*THE TASK*. Keeping every word and mark, copy all of the data.

*RECORDS FOR THE EXERCISE*.

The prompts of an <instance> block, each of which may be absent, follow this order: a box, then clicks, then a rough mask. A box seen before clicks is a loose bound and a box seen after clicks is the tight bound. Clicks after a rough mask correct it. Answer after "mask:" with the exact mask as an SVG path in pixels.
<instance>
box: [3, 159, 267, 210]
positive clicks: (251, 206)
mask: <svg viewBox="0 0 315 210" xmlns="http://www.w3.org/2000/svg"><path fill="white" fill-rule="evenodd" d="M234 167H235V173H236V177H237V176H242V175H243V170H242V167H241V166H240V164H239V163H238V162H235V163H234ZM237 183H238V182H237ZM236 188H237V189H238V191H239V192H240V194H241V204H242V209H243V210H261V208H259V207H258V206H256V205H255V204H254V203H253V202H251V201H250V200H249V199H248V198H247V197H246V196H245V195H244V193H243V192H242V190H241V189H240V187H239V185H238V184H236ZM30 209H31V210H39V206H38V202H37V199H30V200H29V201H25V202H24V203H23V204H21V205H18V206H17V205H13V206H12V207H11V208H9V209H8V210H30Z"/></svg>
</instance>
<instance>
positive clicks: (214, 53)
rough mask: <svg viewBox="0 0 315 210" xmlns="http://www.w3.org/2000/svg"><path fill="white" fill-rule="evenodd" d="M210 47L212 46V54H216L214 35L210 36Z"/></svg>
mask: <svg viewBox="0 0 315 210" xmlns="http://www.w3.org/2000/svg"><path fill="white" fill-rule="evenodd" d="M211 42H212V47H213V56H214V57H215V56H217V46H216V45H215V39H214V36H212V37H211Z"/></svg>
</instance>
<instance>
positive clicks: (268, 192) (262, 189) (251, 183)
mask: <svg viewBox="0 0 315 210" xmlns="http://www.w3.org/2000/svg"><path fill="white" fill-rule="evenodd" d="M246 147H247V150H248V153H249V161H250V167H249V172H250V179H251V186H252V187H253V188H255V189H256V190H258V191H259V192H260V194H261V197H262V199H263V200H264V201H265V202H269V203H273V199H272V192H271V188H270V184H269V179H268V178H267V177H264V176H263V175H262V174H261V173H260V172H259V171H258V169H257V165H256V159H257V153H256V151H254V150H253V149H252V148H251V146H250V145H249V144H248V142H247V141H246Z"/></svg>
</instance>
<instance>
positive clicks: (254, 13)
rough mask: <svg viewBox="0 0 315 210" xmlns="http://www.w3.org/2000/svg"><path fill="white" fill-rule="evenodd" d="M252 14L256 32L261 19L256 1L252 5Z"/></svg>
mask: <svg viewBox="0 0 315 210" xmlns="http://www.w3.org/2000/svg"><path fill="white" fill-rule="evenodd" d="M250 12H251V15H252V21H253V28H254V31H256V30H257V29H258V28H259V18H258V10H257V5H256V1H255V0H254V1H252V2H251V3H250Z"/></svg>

*ANSWER FOR THE TASK*.
The prompts of an <instance> block, each of which may be absent, follow this order: a box, then clicks, then a rough mask. A box seen before clicks is a loose bound and a box seen after clicks is the tight bound. Clicks after a rough mask correct it. Answer after "mask:" with the exact mask as an SVG path in pixels.
<instance>
box: [3, 159, 267, 210]
positive clicks: (251, 206)
mask: <svg viewBox="0 0 315 210" xmlns="http://www.w3.org/2000/svg"><path fill="white" fill-rule="evenodd" d="M234 167H235V173H236V177H237V176H242V175H243V170H242V167H241V166H240V164H239V163H238V162H235V163H234ZM237 183H238V182H237ZM236 188H237V189H238V191H239V192H240V194H241V204H242V209H243V210H261V208H259V207H258V206H256V205H255V204H254V203H253V202H251V201H250V200H249V199H248V198H247V197H246V196H245V195H244V193H243V192H242V190H241V189H240V187H239V185H238V184H236ZM30 209H31V210H39V206H38V202H37V199H30V200H29V201H25V202H24V203H23V204H21V205H18V206H17V205H13V206H12V207H11V208H9V209H8V210H30Z"/></svg>
</instance>
<instance>
positive clicks: (214, 53)
rough mask: <svg viewBox="0 0 315 210" xmlns="http://www.w3.org/2000/svg"><path fill="white" fill-rule="evenodd" d="M210 47L212 46V54H216L214 35L210 36Z"/></svg>
mask: <svg viewBox="0 0 315 210" xmlns="http://www.w3.org/2000/svg"><path fill="white" fill-rule="evenodd" d="M211 42H212V47H213V56H214V57H215V56H217V46H216V45H215V39H214V36H212V37H211Z"/></svg>
</instance>
<instance>
positive clicks: (268, 192) (262, 189) (251, 183)
mask: <svg viewBox="0 0 315 210" xmlns="http://www.w3.org/2000/svg"><path fill="white" fill-rule="evenodd" d="M246 147H247V150H248V153H249V161H250V167H249V172H250V179H251V186H252V187H253V188H255V189H256V190H258V191H259V192H260V194H261V197H262V199H263V200H264V201H265V202H269V203H273V199H272V192H271V188H270V184H269V179H268V178H267V177H264V176H263V175H262V174H261V173H260V172H259V171H258V169H257V165H256V159H257V153H256V151H254V150H253V149H252V148H251V146H250V145H249V144H248V142H247V141H246Z"/></svg>
</instance>
<instance>
positive clicks: (254, 13)
rough mask: <svg viewBox="0 0 315 210" xmlns="http://www.w3.org/2000/svg"><path fill="white" fill-rule="evenodd" d="M252 14L256 32L261 19L256 1L252 5Z"/></svg>
mask: <svg viewBox="0 0 315 210" xmlns="http://www.w3.org/2000/svg"><path fill="white" fill-rule="evenodd" d="M250 12H251V15H252V21H253V28H254V31H256V30H257V29H258V28H259V18H258V10H257V5H256V1H255V0H254V1H252V2H251V3H250Z"/></svg>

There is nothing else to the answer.